Start of Data entries

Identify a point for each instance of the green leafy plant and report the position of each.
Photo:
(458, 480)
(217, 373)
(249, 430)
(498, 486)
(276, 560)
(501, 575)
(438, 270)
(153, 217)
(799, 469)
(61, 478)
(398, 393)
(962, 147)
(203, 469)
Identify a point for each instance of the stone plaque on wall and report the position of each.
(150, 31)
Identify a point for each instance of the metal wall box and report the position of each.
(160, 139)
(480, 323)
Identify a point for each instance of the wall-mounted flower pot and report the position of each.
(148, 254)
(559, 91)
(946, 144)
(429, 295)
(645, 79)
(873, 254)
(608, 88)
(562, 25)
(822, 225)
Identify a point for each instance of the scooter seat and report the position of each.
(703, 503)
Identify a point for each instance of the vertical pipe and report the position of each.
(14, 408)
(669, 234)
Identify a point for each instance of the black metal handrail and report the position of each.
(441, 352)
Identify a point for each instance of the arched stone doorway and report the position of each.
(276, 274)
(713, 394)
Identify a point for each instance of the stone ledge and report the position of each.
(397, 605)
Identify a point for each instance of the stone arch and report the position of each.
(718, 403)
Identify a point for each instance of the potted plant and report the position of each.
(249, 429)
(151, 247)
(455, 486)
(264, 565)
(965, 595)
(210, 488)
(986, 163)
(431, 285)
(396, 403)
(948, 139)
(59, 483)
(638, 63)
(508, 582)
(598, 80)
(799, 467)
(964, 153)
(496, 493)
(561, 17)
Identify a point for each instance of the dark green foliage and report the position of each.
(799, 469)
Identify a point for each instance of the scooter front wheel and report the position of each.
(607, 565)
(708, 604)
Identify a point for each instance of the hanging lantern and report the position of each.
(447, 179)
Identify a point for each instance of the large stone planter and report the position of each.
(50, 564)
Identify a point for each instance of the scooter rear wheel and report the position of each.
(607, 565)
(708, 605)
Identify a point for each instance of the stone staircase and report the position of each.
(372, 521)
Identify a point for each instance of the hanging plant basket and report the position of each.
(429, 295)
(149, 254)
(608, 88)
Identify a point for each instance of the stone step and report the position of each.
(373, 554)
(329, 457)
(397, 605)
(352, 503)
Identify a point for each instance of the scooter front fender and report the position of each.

End of Data entries

▶ **Problem statement**: Reproduce every one of the records above word for word, with no changes.

▶ **Output below**:
Identify a point for each instance of the green leafy plant and report the position of each.
Photo:
(458, 480)
(217, 373)
(249, 430)
(498, 486)
(276, 560)
(501, 575)
(438, 270)
(153, 217)
(799, 469)
(61, 478)
(398, 393)
(962, 147)
(203, 469)
Identify a point for each instance of the stone plaque on wall and report the position of each.
(150, 31)
Identify a point for each instance of the metal wall box and report the position of each.
(160, 139)
(480, 323)
Identify a point for each instance of the wall-mounted flower pot and report the position of each.
(148, 254)
(559, 91)
(946, 144)
(429, 295)
(645, 79)
(873, 254)
(608, 88)
(562, 25)
(822, 225)
Identify a point for each instance of the scooter seat and report the position of each.
(703, 503)
Identify a point for each instance of the vertical pipe and report the position of each.
(14, 408)
(669, 234)
Identify a point for each instance of the black metal handrail and report the position of each.
(441, 352)
Identify a point for each instance of the arched stone doorway and report the position of each.
(276, 274)
(713, 394)
Identify a point for each instance of the stone ledge and report the position of each.
(397, 605)
Identify a point for each instance of the stone arch and report the position of each.
(718, 403)
Identify a point for each instance of the potted plant and report the position of each.
(249, 429)
(151, 247)
(455, 486)
(264, 565)
(965, 595)
(210, 488)
(986, 163)
(431, 285)
(396, 403)
(948, 139)
(59, 483)
(638, 63)
(508, 582)
(598, 80)
(799, 467)
(964, 153)
(496, 493)
(561, 17)
Identify a point for each instance of the dark green foliage and report the position of each.
(799, 469)
Identify a point for each instance of the scooter front wheel and report the position of each.
(607, 565)
(708, 604)
Identify a point for each instance of the hanging lantern and report the position of each.
(447, 179)
Identify a point for each instance of the large stone planter and report the position of each.
(50, 564)
Identify a point for each instance of the scooter rear wheel and report the position of each.
(607, 565)
(708, 605)
Identify a point for each instance of the stone staircase and report the position of each.
(372, 521)
Identify a point for each instance of the hanging plant basket and report the position of each.
(429, 295)
(149, 254)
(608, 88)
Identify a point for each instance of the stone step and report the position of each.
(373, 554)
(329, 457)
(397, 605)
(352, 503)
Identify a point for each instance of the scooter front fender and report the position of each.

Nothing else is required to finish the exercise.